▸ **To do**: Could you copy the listing from the line with "Where can you spot the man in" up to and including its final line, substituting "Place" for "Put down" and leaving everything else the same?

▸ **Raw records**:

%%

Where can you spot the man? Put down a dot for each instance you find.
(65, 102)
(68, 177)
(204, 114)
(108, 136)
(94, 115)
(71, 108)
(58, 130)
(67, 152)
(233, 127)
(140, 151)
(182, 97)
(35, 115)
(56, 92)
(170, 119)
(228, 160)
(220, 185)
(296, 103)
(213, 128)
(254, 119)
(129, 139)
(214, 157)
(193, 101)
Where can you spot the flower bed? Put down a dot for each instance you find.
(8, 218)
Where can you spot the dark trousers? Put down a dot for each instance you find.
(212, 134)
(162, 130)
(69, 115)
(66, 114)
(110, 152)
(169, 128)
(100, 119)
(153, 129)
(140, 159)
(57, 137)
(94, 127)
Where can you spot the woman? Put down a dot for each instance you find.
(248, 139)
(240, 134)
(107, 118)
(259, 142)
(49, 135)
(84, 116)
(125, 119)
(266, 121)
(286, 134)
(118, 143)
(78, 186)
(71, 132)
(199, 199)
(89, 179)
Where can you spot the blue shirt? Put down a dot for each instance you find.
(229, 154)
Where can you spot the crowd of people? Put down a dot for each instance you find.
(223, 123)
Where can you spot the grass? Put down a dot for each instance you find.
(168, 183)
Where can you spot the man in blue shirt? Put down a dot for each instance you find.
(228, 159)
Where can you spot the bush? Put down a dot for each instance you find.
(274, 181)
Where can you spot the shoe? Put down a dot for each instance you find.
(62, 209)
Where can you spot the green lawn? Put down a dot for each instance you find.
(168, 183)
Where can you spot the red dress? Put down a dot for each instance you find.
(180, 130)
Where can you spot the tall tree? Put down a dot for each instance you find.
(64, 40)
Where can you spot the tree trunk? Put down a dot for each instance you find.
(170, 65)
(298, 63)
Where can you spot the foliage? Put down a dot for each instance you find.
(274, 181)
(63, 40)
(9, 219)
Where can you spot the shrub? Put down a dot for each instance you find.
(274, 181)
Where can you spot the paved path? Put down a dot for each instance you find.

%%

▸ **The completed task**:
Where can you spot the man in blue shirt? Place a dot for each instance you find.
(228, 159)
Where can you spot the bush? Place a dot for each instance you find.
(274, 181)
Where can you spot the shoe? Place a dot for each instance you find.
(62, 209)
Where can you spot the green lawn? Place a dot for each instance you find.
(168, 183)
Where can you spot the red dress? Place a dot for each instance you find.
(180, 130)
Where can you spot the tall tree? Place a dot for each instance you find.
(64, 40)
Where can you spot the tree trunk? Place a dot for each instance you find.
(170, 65)
(298, 63)
Where can you spot the foliage? Place a dot for each instance you find.
(274, 181)
(63, 40)
(9, 219)
Where can you spot the shrub? Place a dot for each instance you find.
(274, 181)
Where can you spot the paved path? Place a dot for each instance you find.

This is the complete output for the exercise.